---- Source document

[Numpy-discussion] [ANN] Nanny, faster NaN functions

Fri Nov 19 22:42:33 EST 2010

On Fri, Nov 19, 2010 at 7:19 PM, Charles R Harris
<charlesr.harris at gmail.com> wrote:
>
>
> On Fri, Nov 19, 2010 at 1:50 PM, Keith Goodman <kwgoodman at gmail.com> wrote:
>>
>> On Fri, Nov 19, 2010 at 12:29 PM, Keith Goodman <kwgoodman at gmail.com>
>> wrote:
>> > On Fri, Nov 19, 2010 at 12:19 PM, Pauli Virtanen <pav at iki.fi> wrote:
>> >> Fri, 19 Nov 2010 11:19:57 -0800, Keith Goodman wrote:
>> >> [clip]
>> >>> My guess is that having separate underlying functions for each dtype,
>> >>> ndim, and axis would be a nightmare for a large project like Numpy.
>> >>> But
>> >>> manageable for a focused project like nanny.
>> >>
>> >> Might be easier to migrate the nan* functions to using Ufuncs.
>> >>
>> >> Unless I'm missing something,
>> >>
>> >>        np.nanmax -> np.fmax.reduce
>> >>        np.nanmin -> np.fmin.reduce
>> >>
>> >> For `nansum`, we'd need to add an ufunc `nanadd`, and for
>> >> `nanargmax/min`, we'd need `argfmin/fmax'.
>> >
>> > How about that! I wasn't aware of fmax/fmin. Yes, I'd like a nanadd,
>> > please.
>> >
>> >>> arr = np.random.rand(1000, 1000)
>> >>> arr[arr > 0.5] = np.nan
>> >>> np.nanmax(arr)
>> >   0.49999625409581072
>> >>> np.fmax.reduce(arr, axis=None)
>> > <snip>
>> > TypeError: an integer is required
>> >>> np.fmax.reduce(np.fmax.reduce(arr, axis=0), axis=0)
>> >   0.49999625409581072
>> >
>> >>> timeit np.fmax.reduce(np.fmax.reduce(arr, axis=0), axis=0)
>> > 100 loops, best of 3: 12.7 ms per loop
>> >>> timeit np.nanmax(arr)
>> > 10 loops, best of 3: 39.6 ms per loop
>> >
>> >>> timeit np.nanmax(arr, axis=0)
>> > 10 loops, best of 3: 46.5 ms per loop
>> >>> timeit np.fmax.reduce(arr, axis=0)
>> > 100 loops, best of 3: 12.7 ms per loop
>>
>> Cython is faster than np.fmax.reduce.
>>
>> I wrote a cython version of np.nanmax, called nanmax below. (It only
>> handles the 2d, float64, axis=None case, but since the array is large
>> I don't think that explains the time difference).
>>
>> Note that fmax.reduce is slower than np.nanmax when there are no NaNs:
>>
>> >> arr = np.random.rand(1000, 1000)
>> >> timeit np.nanmax(arr)
>> 100 loops, best of 3: 5.82 ms per loop
>> >> timeit np.fmax.reduce(np.fmax.reduce(arr))

--------
---- Record extracts

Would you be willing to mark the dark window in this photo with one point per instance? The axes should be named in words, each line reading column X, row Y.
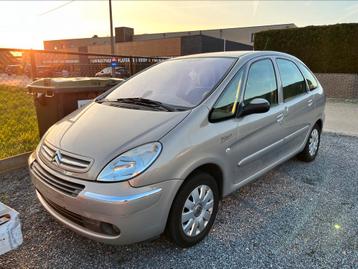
column 178, row 82
column 225, row 107
column 292, row 80
column 312, row 82
column 261, row 82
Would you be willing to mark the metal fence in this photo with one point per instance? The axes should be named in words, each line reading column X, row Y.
column 18, row 67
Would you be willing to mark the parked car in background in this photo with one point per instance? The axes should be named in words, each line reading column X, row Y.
column 119, row 72
column 14, row 69
column 160, row 150
column 44, row 71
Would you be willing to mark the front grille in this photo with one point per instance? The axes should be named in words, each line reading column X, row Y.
column 64, row 160
column 91, row 224
column 64, row 186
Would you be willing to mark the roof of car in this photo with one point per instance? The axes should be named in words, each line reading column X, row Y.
column 236, row 54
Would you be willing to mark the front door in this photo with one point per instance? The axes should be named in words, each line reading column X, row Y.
column 298, row 106
column 259, row 135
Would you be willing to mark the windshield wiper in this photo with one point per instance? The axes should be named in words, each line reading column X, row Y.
column 143, row 102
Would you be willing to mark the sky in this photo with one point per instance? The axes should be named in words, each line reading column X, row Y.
column 25, row 24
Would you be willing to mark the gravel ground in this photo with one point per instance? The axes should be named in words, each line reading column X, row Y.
column 297, row 216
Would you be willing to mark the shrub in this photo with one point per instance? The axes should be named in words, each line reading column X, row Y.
column 325, row 49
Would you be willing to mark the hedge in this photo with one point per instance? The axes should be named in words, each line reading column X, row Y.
column 324, row 49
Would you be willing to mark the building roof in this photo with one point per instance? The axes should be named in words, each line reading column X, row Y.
column 237, row 54
column 194, row 32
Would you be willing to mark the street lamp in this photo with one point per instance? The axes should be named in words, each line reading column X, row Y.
column 112, row 39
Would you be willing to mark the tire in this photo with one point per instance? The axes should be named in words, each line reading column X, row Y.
column 186, row 233
column 310, row 151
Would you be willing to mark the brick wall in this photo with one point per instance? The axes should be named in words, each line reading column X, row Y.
column 160, row 47
column 339, row 85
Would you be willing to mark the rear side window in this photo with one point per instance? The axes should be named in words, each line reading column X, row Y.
column 261, row 82
column 292, row 80
column 312, row 82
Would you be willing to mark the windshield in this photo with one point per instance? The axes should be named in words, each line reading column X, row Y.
column 181, row 82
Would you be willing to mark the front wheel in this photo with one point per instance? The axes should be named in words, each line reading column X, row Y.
column 310, row 151
column 194, row 210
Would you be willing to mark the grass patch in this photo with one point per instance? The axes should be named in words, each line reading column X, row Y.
column 18, row 122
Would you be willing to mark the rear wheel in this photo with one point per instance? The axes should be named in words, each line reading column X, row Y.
column 310, row 151
column 194, row 210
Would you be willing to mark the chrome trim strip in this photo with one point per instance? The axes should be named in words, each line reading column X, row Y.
column 120, row 199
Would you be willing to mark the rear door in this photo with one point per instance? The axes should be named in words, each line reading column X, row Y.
column 259, row 135
column 298, row 105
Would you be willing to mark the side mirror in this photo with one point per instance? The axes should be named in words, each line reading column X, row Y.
column 257, row 105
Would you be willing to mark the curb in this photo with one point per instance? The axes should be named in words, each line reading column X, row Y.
column 14, row 162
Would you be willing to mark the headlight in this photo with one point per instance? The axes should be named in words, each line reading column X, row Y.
column 131, row 163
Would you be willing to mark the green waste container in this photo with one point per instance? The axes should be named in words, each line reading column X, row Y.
column 57, row 97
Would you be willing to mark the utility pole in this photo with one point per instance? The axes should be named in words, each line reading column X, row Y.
column 112, row 39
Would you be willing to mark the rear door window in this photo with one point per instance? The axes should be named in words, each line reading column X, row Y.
column 293, row 82
column 311, row 81
column 261, row 82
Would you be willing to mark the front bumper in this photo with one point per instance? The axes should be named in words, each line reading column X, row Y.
column 136, row 213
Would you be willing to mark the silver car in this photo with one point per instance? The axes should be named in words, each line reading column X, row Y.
column 159, row 151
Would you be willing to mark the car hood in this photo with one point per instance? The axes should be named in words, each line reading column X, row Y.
column 102, row 132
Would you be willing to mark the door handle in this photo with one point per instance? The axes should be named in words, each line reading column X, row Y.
column 279, row 117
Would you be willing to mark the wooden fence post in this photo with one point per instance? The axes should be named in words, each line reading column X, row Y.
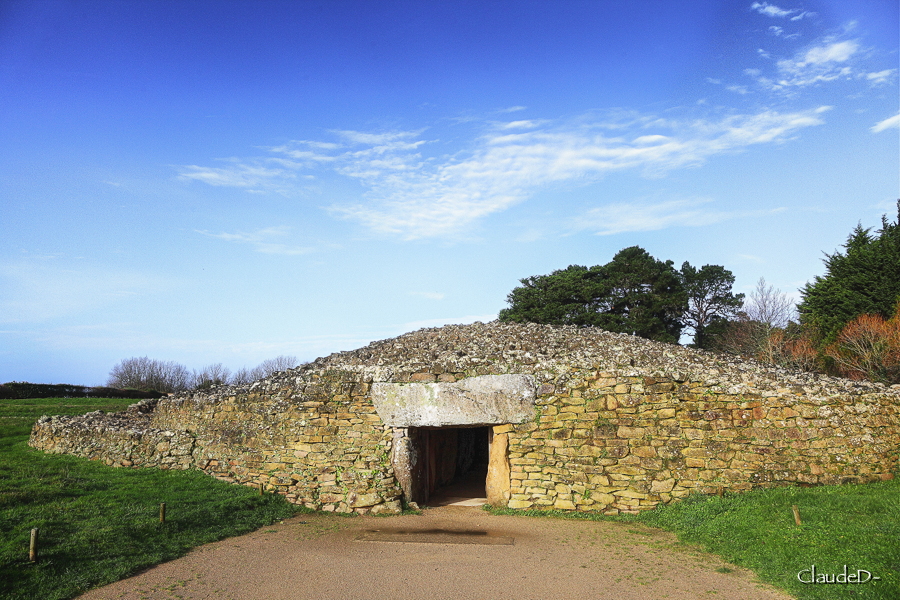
column 32, row 547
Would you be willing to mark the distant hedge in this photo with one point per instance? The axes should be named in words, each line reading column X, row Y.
column 24, row 389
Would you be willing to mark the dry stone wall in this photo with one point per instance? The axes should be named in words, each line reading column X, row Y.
column 620, row 423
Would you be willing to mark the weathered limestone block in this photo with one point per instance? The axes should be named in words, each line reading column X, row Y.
column 497, row 486
column 482, row 400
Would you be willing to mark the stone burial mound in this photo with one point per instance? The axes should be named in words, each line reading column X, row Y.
column 543, row 417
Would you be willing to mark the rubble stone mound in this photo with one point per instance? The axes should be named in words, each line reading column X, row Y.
column 561, row 417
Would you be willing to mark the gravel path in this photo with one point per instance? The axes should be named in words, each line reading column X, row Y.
column 447, row 552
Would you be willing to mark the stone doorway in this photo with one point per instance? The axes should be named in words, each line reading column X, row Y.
column 438, row 466
column 456, row 465
column 454, row 432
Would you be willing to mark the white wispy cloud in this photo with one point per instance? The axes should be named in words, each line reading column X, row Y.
column 880, row 77
column 829, row 60
column 889, row 123
column 429, row 295
column 415, row 196
column 239, row 174
column 43, row 288
column 626, row 217
column 771, row 10
column 263, row 240
column 630, row 217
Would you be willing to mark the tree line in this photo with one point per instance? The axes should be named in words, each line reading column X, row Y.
column 143, row 373
column 847, row 322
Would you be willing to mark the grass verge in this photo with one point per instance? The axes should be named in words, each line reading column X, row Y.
column 98, row 524
column 853, row 525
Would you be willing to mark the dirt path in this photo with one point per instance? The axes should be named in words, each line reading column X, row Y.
column 432, row 556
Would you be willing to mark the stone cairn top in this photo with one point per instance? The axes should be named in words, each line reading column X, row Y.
column 497, row 347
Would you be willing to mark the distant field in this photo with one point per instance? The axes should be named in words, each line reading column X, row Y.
column 98, row 524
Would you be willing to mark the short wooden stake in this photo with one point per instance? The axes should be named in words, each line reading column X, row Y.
column 32, row 547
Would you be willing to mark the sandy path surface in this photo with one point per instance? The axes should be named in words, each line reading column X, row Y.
column 427, row 556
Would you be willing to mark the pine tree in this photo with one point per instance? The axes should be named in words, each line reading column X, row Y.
column 864, row 279
column 634, row 293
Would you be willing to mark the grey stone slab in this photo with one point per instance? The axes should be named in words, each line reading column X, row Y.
column 482, row 400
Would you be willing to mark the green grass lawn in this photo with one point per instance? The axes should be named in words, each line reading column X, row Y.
column 853, row 525
column 98, row 524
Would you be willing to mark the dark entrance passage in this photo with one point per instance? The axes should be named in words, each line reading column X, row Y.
column 453, row 464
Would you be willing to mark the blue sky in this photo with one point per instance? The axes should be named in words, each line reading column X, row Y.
column 225, row 181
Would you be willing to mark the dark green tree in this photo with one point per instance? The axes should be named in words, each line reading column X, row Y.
column 864, row 279
column 711, row 303
column 634, row 293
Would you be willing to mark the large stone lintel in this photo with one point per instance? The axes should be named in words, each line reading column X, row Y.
column 483, row 400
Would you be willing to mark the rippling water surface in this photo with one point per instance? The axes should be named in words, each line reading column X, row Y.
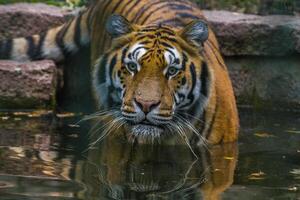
column 42, row 158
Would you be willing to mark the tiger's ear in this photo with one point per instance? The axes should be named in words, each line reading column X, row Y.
column 195, row 32
column 117, row 25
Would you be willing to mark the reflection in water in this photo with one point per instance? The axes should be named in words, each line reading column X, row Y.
column 118, row 170
column 42, row 161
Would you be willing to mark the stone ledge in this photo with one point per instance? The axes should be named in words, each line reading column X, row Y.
column 243, row 34
column 27, row 85
column 22, row 19
column 238, row 34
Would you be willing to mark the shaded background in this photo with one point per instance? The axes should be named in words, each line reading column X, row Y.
column 262, row 7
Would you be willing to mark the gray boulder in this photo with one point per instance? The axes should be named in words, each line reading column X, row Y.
column 27, row 85
column 19, row 20
column 242, row 34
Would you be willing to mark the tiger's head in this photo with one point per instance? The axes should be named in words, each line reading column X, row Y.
column 153, row 75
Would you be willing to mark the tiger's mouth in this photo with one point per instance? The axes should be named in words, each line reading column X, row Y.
column 146, row 130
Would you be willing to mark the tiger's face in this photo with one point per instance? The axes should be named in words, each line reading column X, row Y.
column 153, row 73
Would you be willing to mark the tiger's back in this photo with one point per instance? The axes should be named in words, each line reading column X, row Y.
column 221, row 115
column 218, row 114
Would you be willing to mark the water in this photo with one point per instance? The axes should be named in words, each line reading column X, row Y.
column 42, row 158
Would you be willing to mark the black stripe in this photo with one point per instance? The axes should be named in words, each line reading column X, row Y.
column 134, row 52
column 172, row 22
column 154, row 11
column 184, row 61
column 112, row 64
column 187, row 15
column 193, row 74
column 204, row 79
column 168, row 38
column 132, row 7
column 101, row 71
column 31, row 51
column 171, row 52
column 6, row 48
column 213, row 120
column 124, row 53
column 77, row 35
column 181, row 7
column 167, row 45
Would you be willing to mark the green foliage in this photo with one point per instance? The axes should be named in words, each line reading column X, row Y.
column 253, row 6
column 69, row 3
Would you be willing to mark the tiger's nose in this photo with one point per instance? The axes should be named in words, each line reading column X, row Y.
column 146, row 106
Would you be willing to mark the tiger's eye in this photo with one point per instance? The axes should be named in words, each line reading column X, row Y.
column 132, row 67
column 172, row 71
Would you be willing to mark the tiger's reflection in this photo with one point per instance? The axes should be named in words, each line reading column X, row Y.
column 118, row 170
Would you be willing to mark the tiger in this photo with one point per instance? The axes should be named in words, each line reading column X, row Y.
column 156, row 68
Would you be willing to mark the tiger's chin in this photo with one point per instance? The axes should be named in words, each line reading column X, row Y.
column 146, row 133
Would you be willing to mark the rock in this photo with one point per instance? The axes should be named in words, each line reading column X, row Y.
column 27, row 85
column 243, row 34
column 19, row 20
column 266, row 82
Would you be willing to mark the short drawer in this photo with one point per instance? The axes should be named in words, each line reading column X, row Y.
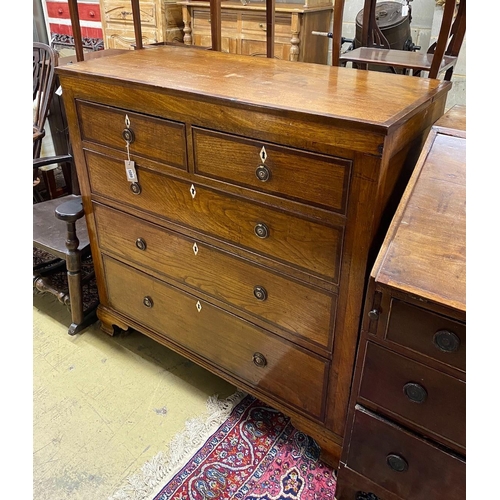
column 201, row 20
column 299, row 309
column 298, row 175
column 257, row 22
column 237, row 347
column 431, row 334
column 152, row 137
column 401, row 462
column 421, row 395
column 121, row 13
column 290, row 239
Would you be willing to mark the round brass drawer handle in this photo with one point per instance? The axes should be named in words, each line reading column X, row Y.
column 136, row 188
column 260, row 293
column 128, row 135
column 397, row 462
column 261, row 230
column 259, row 360
column 262, row 173
column 446, row 341
column 140, row 244
column 415, row 392
column 148, row 301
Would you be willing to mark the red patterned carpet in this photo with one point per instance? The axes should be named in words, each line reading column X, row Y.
column 255, row 455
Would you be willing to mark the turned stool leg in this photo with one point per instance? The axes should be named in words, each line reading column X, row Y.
column 70, row 212
column 74, row 268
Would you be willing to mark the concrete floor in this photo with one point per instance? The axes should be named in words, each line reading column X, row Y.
column 103, row 406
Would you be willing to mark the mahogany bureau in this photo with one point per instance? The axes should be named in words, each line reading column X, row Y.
column 243, row 238
column 405, row 437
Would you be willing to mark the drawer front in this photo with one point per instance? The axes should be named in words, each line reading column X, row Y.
column 431, row 334
column 232, row 344
column 124, row 39
column 258, row 48
column 121, row 13
column 290, row 239
column 403, row 463
column 201, row 20
column 298, row 309
column 257, row 22
column 297, row 175
column 105, row 125
column 415, row 392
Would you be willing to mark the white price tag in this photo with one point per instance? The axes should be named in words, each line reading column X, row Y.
column 130, row 170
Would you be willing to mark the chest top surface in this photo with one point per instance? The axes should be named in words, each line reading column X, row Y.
column 425, row 250
column 366, row 99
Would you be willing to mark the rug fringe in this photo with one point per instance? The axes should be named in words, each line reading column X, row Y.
column 163, row 466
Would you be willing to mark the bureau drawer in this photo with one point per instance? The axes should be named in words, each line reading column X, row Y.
column 300, row 242
column 296, row 308
column 201, row 20
column 403, row 463
column 298, row 175
column 426, row 397
column 431, row 334
column 231, row 344
column 105, row 125
column 121, row 13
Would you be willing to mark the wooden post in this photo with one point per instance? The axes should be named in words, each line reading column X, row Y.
column 136, row 15
column 75, row 25
column 215, row 24
column 270, row 4
column 338, row 17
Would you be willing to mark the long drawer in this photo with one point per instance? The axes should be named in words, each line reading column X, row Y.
column 112, row 126
column 401, row 462
column 416, row 393
column 425, row 332
column 298, row 175
column 301, row 310
column 237, row 347
column 301, row 242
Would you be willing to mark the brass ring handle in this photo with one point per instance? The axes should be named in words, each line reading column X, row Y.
column 259, row 360
column 140, row 244
column 397, row 462
column 261, row 230
column 446, row 341
column 262, row 173
column 260, row 293
column 415, row 392
column 135, row 188
column 128, row 135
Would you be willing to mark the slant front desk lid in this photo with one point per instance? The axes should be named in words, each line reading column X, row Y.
column 370, row 99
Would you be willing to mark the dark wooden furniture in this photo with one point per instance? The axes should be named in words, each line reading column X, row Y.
column 441, row 57
column 59, row 229
column 244, row 237
column 244, row 29
column 405, row 437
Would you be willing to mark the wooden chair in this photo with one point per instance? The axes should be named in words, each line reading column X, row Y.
column 44, row 63
column 440, row 57
column 59, row 228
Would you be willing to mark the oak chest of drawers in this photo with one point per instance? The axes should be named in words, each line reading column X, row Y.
column 244, row 241
column 243, row 28
column 405, row 437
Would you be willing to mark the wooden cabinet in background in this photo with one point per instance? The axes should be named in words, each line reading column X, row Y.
column 405, row 435
column 245, row 240
column 161, row 21
column 243, row 28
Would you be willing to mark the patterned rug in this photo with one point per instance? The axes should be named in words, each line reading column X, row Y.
column 256, row 454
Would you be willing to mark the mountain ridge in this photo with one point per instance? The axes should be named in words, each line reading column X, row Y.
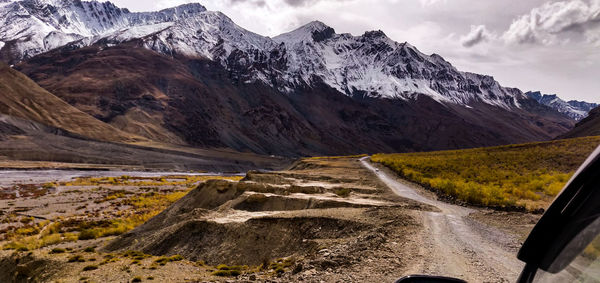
column 307, row 92
column 370, row 64
column 574, row 109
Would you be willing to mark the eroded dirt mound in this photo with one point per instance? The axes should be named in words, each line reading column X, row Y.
column 251, row 242
column 26, row 268
column 263, row 217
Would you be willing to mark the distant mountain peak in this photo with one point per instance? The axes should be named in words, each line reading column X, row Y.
column 370, row 64
column 575, row 110
column 314, row 31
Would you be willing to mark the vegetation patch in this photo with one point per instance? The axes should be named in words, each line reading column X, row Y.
column 224, row 270
column 90, row 267
column 164, row 260
column 527, row 175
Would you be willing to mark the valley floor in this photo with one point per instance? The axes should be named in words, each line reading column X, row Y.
column 326, row 219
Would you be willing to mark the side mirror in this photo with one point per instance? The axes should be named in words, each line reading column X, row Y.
column 428, row 279
column 569, row 224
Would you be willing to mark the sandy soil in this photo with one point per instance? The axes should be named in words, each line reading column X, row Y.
column 325, row 220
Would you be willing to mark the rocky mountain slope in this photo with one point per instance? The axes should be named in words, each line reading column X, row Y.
column 35, row 125
column 22, row 98
column 576, row 110
column 309, row 91
column 590, row 126
column 371, row 64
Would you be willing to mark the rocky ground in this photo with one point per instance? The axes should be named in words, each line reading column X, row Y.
column 322, row 220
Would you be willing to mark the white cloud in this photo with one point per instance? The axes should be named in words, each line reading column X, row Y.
column 436, row 26
column 478, row 34
column 557, row 22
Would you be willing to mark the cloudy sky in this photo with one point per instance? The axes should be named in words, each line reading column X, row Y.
column 547, row 45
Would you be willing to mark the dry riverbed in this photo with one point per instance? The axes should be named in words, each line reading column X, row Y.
column 329, row 220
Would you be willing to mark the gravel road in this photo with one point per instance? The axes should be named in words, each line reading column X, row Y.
column 455, row 245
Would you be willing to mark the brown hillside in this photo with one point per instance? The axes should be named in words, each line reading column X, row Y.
column 22, row 98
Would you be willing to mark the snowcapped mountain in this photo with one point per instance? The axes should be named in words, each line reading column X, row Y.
column 370, row 65
column 576, row 110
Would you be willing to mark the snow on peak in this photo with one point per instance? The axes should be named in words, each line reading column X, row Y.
column 314, row 31
column 370, row 64
column 576, row 110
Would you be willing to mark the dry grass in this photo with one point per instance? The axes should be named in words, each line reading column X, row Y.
column 527, row 175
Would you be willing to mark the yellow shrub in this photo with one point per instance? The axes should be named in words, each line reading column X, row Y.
column 495, row 176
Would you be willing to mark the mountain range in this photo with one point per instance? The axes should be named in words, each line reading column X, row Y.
column 191, row 77
column 577, row 110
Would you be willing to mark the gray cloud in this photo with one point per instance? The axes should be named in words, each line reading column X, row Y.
column 259, row 3
column 556, row 22
column 478, row 34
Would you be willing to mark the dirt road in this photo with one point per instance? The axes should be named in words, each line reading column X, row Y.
column 455, row 245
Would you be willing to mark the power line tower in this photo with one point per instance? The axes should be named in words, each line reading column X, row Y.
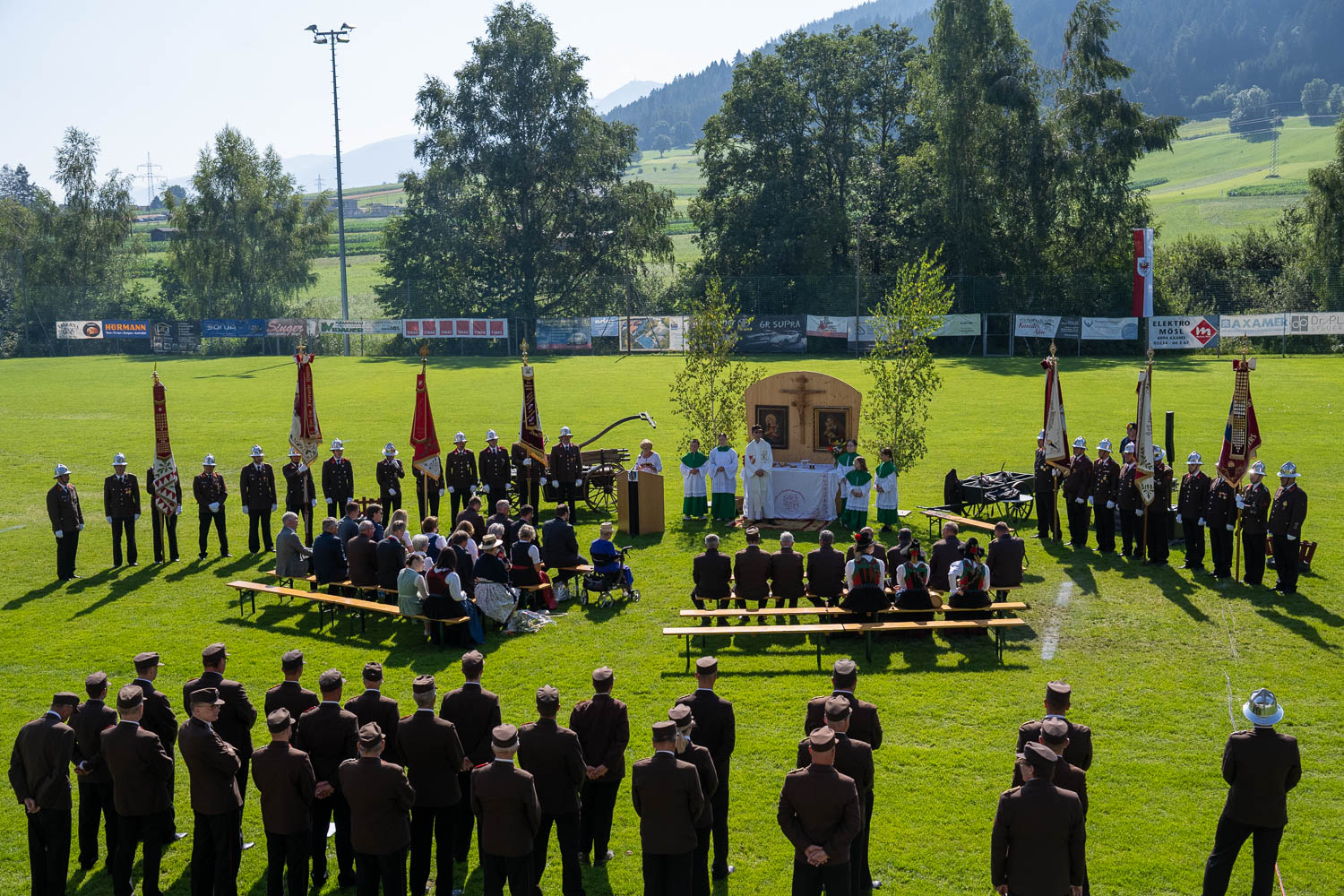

--------

[Task to carry out]
Continue the Numpy mailing-list thread on faster NaN functions, picking up after its last line.

[Output of the exercise]
>> 100 loops, best of 3: 9.14 ms per loop
>> >> timeit nanmax(arr)
>> 1000 loops, best of 3: 1.17 ms per loop
>>
>> >> arr[arr > 0.5] = np.nan
>>
>> >> timeit np.nanmax(arr)
>> 10 loops, best of 3: 45.5 ms per loop
>> >> timeit np.fmax.reduce(np.fmax.reduce(arr))
>> 100 loops, best of 3: 12.7 ms per loop
>> >> timeit nanmax(arr)
>> 1000 loops, best of 3: 1.17 ms per loop
>
> There seem to be some odd hardware/compiler dependencies. I get quite a
> different pattern of times:
>
> In [1]: arr = np.random.rand(1000, 1000)
>
> In [2]: timeit np.nanmax(arr)
> 100 loops, best of 3: 10.4 ms per loop
>
> In [3]: timeit np.fmax.reduce(arr.flat)
> 100 loops, best of 3: 2.09 ms per loop
>
> In [4]: arr[arr > 0.5] = np.nan
>
> In [5]: timeit np.nanmax(arr)
> 100 loops, best of 3: 12.9 ms per loop
>
> In [6]: timeit np.fmax.reduce(arr.flat)
> 100 loops, best of 3: 7.09 ms per loop
>
>
> I've tweaked fmax with the reduce loop option but the nanmax times don't
> look like yours at all. I'm also a bit surprised that
> you don't see any difference in times when the array contains a lot of nans.
> I'm running on AMD Phenom, gcc 4.4.5.

Ubuntu 10.04 64 bit, numpy 1.4.1.

Difference in which times? nanny.nanmax with and wintout NaNs? The
code doesn't explictily check for NaNs (it does check for all NaNs).
It basically loops through the data and does:

allnan = 1
ai = ai[i,k]
if ai > amax:
    amax = ai
    allnan = 0

I should make a benchmark suite.